— Latihan Tertulis a —
Dalam teks tentang Al-Irsyad Al-Islamiyyah dan Ahmad Surkati, kapan organisasi itu memperoleh status Badan Hukum?

Sesungguhnya agama Islam merupakan sumber motivasi dan inspirasi bagi para pemeluknya dalam membentuk organisasi. Sesungguhnya kemerdekaan untuk memeluk dan mengamalkan agama serta kemerdekaan untuk berserikat dan berorganisasi bagi setiap warga negara Republik Indonesia dijamin oleh Undang-undang Dasar R.I. Berkat ridha Allah Subhanahu Wata’ala dengan dilandasi keinginan yang luhur dan tulus serta secara sukarela, Al-Irsyad Al-Islamiyyah atas dasar kesamaan Aqidah Islamiyyah yang bersumber kepada Al-Qur’an dan Sunnah Rasulullah Shallallahu ‘Alaihi Wa Sallam dengan pemahaman As-Salafush Shaleh, telah dibentuk oleh umat Islam Indonesia pada tanggal 15 Syawal 1332 H atau bertepatan tanggal 6 September 1914 yang telah pula memperoleh status Badan Hukum pada tanggal 11 Agustus 1915 dengan sasaran kemurnian tauhid, ibadah dan amaliyah Islamiyyah sesuai dengan firman Allah dalam Al-Qur’an surah Al-Imran ayat 110 :
“Kamu adalah umat yang terbaik yang dilahirkan untuk manusia, menyuruh kepada yang ma’ruf dan mencegah dari yang mungkar dan beriman kepada Allah“.
Ahmad Surkati menurut ejaan dan
nama lengkapnya adalah Ahmad bin Muhammad As-Soorkattiy Al-Anshary. Ahmad
adalah nama yang diberikan ketika beliau lahir, Muhammad nama ayahnya, sedang
As-Soorkattiy menurut bahasa/dialek Sudan, Soor berarti buku-buku, kitab-kitab
– Kattiy adalah banyak. As adalah awalan sebagaimana bahasa Arab Al-Kitab,
As-Syams, An-Nur dan seterusnya. As-Soorkattiy disini berarti : suka membaca,
gemar membaca atau banyak ilmu. Gaya nama seperti itu tampaknya memiliki
persamaan dengan kebiasaan nama-nama Jawa, seperti; Sugiarto, Sugih – Kaya dan
Arto – Harta. Al-Anshary adalah nama marga beliau yang menunjukkan bahwa beliau
dari kelompok Anshar. Suku Ahmad Assoorkattiy Al-Anshary didalam tulisan ini
akan ditulis dengan ejaan Ahmad Surkati sebagai ejaan yang lazim dipakai
untuknya di Indonesia.
Ahmad Surkati dilahirkan di
desa Udhfu dan sebagian orang mengatakan didesa Argu – kedua desa ini berada
dalam wilayah Dunggula Sudan, beliau lahir pada tahun 1292 H atau 1874 M.

— Materi yang Ditampilkan —
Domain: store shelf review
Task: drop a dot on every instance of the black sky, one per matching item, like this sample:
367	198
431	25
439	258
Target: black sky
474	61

— Latihan Tertulis b —
Nyatakan seluruh baris listing di atas sebagai tabel Markdown dengan kolom "No" dan "Baris". Baris kosong tidak dimasukkan.

— Pembahasan Jawaban a —
Pada tanggal 11 Agustus 1915.

— Pembahasan Jawaban b —
| No | Baris |
|---|---|
| 1 | Domain: store shelf review |
| 2 | Task: drop a dot on every instance of the black sky, one per matching item, like this sample: |
| 3 | 367	198 |
| 4 | 431	25 |
| 5 | 439	258 |
| 6 | Target: black sky |
| 7 | 474	61 |